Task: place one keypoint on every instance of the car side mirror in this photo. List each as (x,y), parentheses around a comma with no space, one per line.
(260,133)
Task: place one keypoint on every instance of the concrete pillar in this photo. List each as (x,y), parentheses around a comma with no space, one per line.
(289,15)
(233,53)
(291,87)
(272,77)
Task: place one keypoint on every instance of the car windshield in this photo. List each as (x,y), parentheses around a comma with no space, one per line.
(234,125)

■ ■ ■ ■ ■

» **What to work on**: Retype the entries, starting at the line that contains "Task: place one keypoint on every instance of the car windshield" and continuing through the last line of the entries, with every character unchanged.

» **Result of this exercise**:
Task: place one keypoint on every instance of the car windshield in this photo. List each as (x,y), parentheses around a comma with no space, one per line.
(234,125)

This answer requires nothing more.